Compiti assegnati:
**1)** Cita dal testo sulla pista paralimpica di Padova il passo che va da "PADOVA. È stata" fino a "il Palaindoor cittadino." compreso.
**2)** Traduci in inglese questa frase del testo sulla pista paralimpica di Padova: "Lo sport è uno strumento fondamentale per la riabilitazione e il reinserimento sociale, promuove l’autonomia e l’autostima."
**3)** Secondo il testo sulla pista paralimpica di Padova, dove è stata collocata in via permanente la pista Olympia?

A Padova la prima pista dedicata allo sport paralimpico

Inaugurata a Padova la prima pista sensorizzata e dedicata allo sport paralimpico
SuperAbile INAIL del 24/11/2023

PADOVA. È stata inaugurata Olympia, la prima pista sensorizzata pensata per gli atleti paralimpici, frutto di un progetto di ricerca del Centro Protesi INAIL e dell’Università di Padova che, grazie alla collaborazione con il Comune di Padova, è stata collocata in via permanente presso il Palaindoor cittadino.  

L’evento ha avuto inizio con i saluti istituzionali affidati ai rappresentanti di INAIL, Università e Comune di Padova.   “Inaugurare questa struttura è un grande piacere – ha dichiarato Giorgio Soluri, direttore centrale assistenza protesica e riabilitazione INAIL –  Centro Protesi INAIL e Università di Padova hanno messo assieme le proprie competenze per realizzare un progetto innovativo come Olympia. Il legame tra INAIL e il mondo dello sport è di lunga data, fin dall’impegno del dottor Maglio che proponeva l’attività sportiva a persone con lesioni spinali e che ha portato alle Paralimpiadi di Roma 1960. Lo sport è uno strumento fondamentale per la riabilitazione e il reinserimento sociale, promuove l’autonomia e l’autostima. Il supporto del Centro Protesi consente di sperimentare sul campo la ricerca, mettendo al centro la persona. Una ricerca che ha ricadute importante sulle prestazioni degli atleti, ma anche per tutti i nostri assistiti”.

Righe estratte:
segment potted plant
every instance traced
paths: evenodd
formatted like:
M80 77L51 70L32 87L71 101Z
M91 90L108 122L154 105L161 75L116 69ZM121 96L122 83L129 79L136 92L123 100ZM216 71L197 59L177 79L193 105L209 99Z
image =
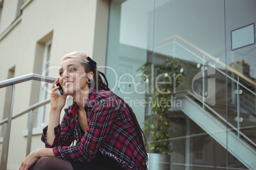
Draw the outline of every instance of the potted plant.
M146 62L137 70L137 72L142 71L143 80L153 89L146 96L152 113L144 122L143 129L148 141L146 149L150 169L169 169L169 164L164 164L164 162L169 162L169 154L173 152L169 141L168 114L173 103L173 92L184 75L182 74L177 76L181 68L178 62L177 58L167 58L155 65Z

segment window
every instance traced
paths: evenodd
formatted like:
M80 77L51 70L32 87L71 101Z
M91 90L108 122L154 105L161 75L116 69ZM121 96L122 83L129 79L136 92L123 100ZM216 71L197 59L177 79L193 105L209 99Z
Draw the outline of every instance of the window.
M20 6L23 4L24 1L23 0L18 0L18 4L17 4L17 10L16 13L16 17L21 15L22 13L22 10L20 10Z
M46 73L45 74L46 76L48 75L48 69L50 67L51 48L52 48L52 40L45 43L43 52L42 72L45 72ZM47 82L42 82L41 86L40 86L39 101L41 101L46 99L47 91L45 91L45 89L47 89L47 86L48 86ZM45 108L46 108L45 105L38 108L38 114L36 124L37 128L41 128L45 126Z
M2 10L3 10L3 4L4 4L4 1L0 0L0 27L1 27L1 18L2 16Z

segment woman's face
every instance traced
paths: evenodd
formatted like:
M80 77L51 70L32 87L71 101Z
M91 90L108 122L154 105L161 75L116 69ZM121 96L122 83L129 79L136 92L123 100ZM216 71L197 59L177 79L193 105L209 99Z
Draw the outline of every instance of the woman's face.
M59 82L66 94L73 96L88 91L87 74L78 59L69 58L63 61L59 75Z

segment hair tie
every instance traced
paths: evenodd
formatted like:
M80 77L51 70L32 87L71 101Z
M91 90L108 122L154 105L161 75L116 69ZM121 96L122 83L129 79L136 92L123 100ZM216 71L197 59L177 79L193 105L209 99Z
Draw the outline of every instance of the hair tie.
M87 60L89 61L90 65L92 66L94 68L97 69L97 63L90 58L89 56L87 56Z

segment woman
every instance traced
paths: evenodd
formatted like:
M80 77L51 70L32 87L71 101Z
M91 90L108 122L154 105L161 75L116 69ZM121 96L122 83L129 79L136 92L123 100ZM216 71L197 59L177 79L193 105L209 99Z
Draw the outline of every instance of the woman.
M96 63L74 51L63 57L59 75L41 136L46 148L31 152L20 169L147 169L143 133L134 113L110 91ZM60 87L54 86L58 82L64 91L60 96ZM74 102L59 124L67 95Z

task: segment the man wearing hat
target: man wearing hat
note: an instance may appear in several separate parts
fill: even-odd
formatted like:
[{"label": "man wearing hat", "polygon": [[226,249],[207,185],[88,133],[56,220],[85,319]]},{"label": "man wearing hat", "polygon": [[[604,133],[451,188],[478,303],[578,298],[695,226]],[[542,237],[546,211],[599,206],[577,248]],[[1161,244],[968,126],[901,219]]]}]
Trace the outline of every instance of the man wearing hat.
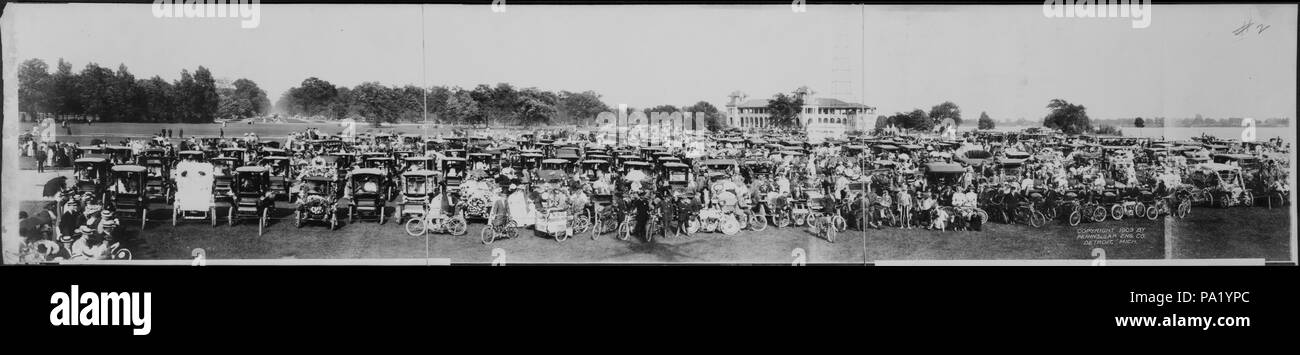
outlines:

Soluzioni dei compiti:
**1)**
PADOVA. È stata inaugurata Olympia, la prima pista sensorizzata pensata per gli atleti paralimpici, frutto di un progetto di ricerca del Centro Protesi INAIL e dell’Università di Padova che, grazie alla collaborazione con il Comune di Padova, è stata collocata in via permanente presso il Palaindoor cittadino.

**2)** Sport is a fundamental tool for rehabilitation and social reintegration; it promotes autonomy and self-esteem.

**3)** È stata collocata in via permanente presso il Palaindoor cittadino di Padova.